Problem requirements:
In the material below, find each line with the string "stump" and copy it.

Source data:
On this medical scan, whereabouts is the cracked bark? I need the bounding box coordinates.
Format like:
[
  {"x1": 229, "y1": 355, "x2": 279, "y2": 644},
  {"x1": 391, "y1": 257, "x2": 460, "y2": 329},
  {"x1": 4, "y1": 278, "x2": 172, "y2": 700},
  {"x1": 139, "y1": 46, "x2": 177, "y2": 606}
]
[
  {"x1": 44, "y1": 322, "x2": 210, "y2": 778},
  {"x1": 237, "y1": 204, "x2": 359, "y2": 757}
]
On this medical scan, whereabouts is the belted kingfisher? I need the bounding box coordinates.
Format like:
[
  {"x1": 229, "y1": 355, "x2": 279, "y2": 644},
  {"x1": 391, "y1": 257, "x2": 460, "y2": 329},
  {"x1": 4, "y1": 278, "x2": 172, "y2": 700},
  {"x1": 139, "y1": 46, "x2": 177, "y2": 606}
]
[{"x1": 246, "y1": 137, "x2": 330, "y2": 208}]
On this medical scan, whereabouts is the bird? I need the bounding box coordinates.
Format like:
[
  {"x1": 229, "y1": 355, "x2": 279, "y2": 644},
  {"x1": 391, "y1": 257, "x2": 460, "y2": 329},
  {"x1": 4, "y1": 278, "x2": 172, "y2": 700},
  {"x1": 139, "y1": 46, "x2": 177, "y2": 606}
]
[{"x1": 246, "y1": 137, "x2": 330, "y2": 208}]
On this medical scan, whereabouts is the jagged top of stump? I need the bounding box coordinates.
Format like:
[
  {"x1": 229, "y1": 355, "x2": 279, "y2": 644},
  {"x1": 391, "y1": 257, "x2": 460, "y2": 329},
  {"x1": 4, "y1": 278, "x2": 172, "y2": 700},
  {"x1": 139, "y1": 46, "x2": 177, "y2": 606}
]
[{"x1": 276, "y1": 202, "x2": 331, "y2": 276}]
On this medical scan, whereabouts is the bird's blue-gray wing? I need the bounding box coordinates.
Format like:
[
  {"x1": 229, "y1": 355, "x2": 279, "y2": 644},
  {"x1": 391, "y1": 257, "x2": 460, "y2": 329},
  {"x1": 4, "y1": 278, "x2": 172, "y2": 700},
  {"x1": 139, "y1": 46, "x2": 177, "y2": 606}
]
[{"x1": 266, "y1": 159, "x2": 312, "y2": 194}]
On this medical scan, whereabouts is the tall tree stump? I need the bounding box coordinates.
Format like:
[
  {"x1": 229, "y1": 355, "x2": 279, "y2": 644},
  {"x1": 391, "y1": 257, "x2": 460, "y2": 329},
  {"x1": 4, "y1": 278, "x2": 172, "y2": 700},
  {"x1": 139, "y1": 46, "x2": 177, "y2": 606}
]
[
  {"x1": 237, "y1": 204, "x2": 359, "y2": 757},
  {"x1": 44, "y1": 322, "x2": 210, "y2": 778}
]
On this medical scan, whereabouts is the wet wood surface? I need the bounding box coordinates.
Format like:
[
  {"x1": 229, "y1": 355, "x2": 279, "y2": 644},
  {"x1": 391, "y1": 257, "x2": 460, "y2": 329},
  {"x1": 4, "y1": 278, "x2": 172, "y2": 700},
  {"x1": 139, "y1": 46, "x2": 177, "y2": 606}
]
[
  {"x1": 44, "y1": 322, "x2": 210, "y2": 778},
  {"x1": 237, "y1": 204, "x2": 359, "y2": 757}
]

Solution to the exercise:
On this medical scan, whereabouts is the jagged top of stump? I need the bounding box coordinates.
On this medical scan, whereabouts is the tall tree stump? I need the bounding box coordinates.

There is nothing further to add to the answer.